ENUNCIADO:
Cambia "thickest part" por "widest part" en todo el material que sigue y cópialo de nuevo sin modificar nada más.

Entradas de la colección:
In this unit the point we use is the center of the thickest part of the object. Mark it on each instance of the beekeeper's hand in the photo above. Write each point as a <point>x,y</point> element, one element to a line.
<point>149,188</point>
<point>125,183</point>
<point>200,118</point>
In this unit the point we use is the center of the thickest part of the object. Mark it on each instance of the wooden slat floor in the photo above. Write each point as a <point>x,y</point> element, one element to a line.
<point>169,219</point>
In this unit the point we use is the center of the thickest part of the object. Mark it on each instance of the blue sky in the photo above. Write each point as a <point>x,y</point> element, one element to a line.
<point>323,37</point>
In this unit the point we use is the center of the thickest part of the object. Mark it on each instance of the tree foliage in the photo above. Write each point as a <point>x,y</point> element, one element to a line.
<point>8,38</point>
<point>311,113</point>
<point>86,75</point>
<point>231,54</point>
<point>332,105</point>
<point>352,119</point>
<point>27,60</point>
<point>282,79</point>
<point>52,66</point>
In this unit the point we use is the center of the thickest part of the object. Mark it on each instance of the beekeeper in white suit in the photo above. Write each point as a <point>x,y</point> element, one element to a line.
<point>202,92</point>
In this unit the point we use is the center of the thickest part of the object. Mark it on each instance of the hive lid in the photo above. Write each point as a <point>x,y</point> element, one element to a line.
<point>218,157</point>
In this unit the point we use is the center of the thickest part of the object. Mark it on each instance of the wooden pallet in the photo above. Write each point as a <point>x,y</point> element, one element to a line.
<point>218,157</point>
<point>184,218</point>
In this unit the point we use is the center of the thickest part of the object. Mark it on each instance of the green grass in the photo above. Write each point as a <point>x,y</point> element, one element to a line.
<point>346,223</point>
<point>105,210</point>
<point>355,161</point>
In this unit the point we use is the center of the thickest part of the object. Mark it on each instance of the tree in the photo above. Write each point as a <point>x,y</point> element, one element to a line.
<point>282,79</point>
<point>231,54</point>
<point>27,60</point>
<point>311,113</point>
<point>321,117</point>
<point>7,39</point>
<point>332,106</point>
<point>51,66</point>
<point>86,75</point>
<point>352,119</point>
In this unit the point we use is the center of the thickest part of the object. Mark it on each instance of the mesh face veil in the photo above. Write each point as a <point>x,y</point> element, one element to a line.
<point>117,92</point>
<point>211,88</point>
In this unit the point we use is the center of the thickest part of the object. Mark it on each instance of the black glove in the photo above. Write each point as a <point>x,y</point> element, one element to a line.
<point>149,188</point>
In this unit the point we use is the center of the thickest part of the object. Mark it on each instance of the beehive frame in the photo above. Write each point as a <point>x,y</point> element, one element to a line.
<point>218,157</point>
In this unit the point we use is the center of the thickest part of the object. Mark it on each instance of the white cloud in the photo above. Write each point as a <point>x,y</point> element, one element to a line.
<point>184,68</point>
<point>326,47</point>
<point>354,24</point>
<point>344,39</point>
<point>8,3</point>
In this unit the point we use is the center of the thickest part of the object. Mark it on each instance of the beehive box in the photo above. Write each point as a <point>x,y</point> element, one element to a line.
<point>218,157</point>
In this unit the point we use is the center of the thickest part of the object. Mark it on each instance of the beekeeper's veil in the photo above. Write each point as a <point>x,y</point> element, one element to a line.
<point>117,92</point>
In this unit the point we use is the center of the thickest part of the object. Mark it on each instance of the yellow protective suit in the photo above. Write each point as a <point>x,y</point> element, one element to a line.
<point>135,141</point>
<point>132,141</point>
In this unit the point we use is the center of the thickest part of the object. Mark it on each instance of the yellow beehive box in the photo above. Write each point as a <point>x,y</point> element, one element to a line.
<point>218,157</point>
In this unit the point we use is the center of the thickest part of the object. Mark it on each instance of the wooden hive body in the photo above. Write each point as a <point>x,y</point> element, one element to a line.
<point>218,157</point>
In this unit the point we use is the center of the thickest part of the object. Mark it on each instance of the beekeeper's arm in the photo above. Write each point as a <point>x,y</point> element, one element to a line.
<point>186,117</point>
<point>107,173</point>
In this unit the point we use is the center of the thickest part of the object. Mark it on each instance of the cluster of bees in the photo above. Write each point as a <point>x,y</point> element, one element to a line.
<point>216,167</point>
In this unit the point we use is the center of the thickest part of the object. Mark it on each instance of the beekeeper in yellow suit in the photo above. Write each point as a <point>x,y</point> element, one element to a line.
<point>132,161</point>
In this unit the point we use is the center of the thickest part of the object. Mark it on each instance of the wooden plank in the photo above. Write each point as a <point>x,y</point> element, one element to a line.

EJERCICIO RESUELTO:
In this unit the point we use is the center of the widest part of the object. Mark it on each instance of the beekeeper's hand in the photo above. Write each point as a <point>x,y</point> element, one element to a line.
<point>149,188</point>
<point>125,183</point>
<point>200,118</point>
In this unit the point we use is the center of the widest part of the object. Mark it on each instance of the wooden slat floor in the photo above. Write each point as a <point>x,y</point> element, one element to a line.
<point>169,219</point>
In this unit the point we use is the center of the widest part of the object. Mark it on each instance of the blue sky in the photo above. Write each point as a <point>x,y</point> element, one element to a line.
<point>323,37</point>
In this unit the point we use is the center of the widest part of the object. Mark it on each instance of the tree foliage in the photo above. Write each point as a <point>x,y</point> element, one element to a line.
<point>8,38</point>
<point>311,113</point>
<point>86,75</point>
<point>231,54</point>
<point>332,105</point>
<point>352,119</point>
<point>27,60</point>
<point>282,79</point>
<point>52,66</point>
In this unit the point we use is the center of the widest part of the object. Mark it on each instance of the beekeeper in white suit in the photo above. Write each point as a <point>x,y</point> element, one element to a line.
<point>202,92</point>
In this unit the point we use is the center of the widest part of the object. Mark it on each instance of the hive lid in the photo above. Write each point as a <point>x,y</point> element, one element to a line.
<point>218,157</point>
In this unit the point we use is the center of the widest part of the object. Mark it on each instance of the wooden pallet in the photo above. Write each point as a <point>x,y</point> element, one element to a line.
<point>218,157</point>
<point>184,218</point>
In this unit the point we use is the center of the widest part of the object. Mark it on each instance of the green grass in the photo above. Write each point as a <point>x,y</point> element, one element to a line.
<point>346,223</point>
<point>105,210</point>
<point>355,161</point>
In this unit the point we use is the center of the widest part of the object. Mark it on each instance of the tree in the photo above. Write each point as a <point>x,y</point> element, one element to a line.
<point>282,79</point>
<point>231,54</point>
<point>27,60</point>
<point>311,113</point>
<point>321,117</point>
<point>7,39</point>
<point>332,106</point>
<point>51,66</point>
<point>86,75</point>
<point>352,119</point>
In this unit the point we use is the center of the widest part of the object. Mark it on each instance of the mesh face veil in the photo above. Write each point as a <point>x,y</point> element, one element to a line.
<point>117,92</point>
<point>211,88</point>
In this unit the point we use is the center of the widest part of the object. Mark it on each instance of the black glove in the photo above. Write each point as a <point>x,y</point> element, one element to a line.
<point>149,188</point>
In this unit the point we use is the center of the widest part of the object. Mark it on each instance of the beehive frame in the photo above. Write each point as a <point>x,y</point> element, one element to a line.
<point>218,157</point>
In this unit the point we use is the center of the widest part of the object. Mark it on each instance of the white cloud in the photo above. Write each point as a <point>x,y</point> element, one element to a line.
<point>184,68</point>
<point>326,47</point>
<point>354,24</point>
<point>344,39</point>
<point>8,3</point>
In this unit the point we use is the center of the widest part of the object. Mark it on each instance of the beehive box in the photo above. Write each point as a <point>x,y</point> element, one element to a line.
<point>218,157</point>
In this unit the point we use is the center of the widest part of the object. Mark it on each instance of the beekeeper's veil in the photo above. Write each point as a <point>x,y</point> element, one element to a line.
<point>117,92</point>
In this unit the point we use is the center of the widest part of the object. Mark it on each instance of the yellow protective suit in the photo above. Write each point as a <point>x,y</point> element, one element to a line.
<point>135,141</point>
<point>132,141</point>
In this unit the point we use is the center of the widest part of the object. Mark it on each instance of the yellow beehive box in the photo above. Write each point as a <point>x,y</point> element, one element to a line.
<point>218,157</point>
In this unit the point we use is the center of the widest part of the object. Mark it on each instance of the wooden hive body in the photo above. Write each point as a <point>x,y</point> element, one element to a line.
<point>218,157</point>
In this unit the point we use is the center of the widest part of the object. Mark it on each instance of the beekeeper's arm in the photo above. Write each point as a <point>x,y</point> element, one element to a line.
<point>186,117</point>
<point>107,173</point>
In this unit the point we use is the center of the widest part of the object. Mark it on each instance of the cluster of bees in the photo above. Write each point as a <point>x,y</point> element, one element to a line.
<point>216,167</point>
In this unit the point we use is the center of the widest part of the object. Mark it on each instance of the beekeeper in yellow suit in the photo above. Write each point as a <point>x,y</point> element, one element to a line.
<point>132,161</point>
In this unit the point we use is the center of the widest part of the object. Mark it on each instance of the wooden plank in the photo above. Write each point as a <point>x,y</point> element, one element to a line.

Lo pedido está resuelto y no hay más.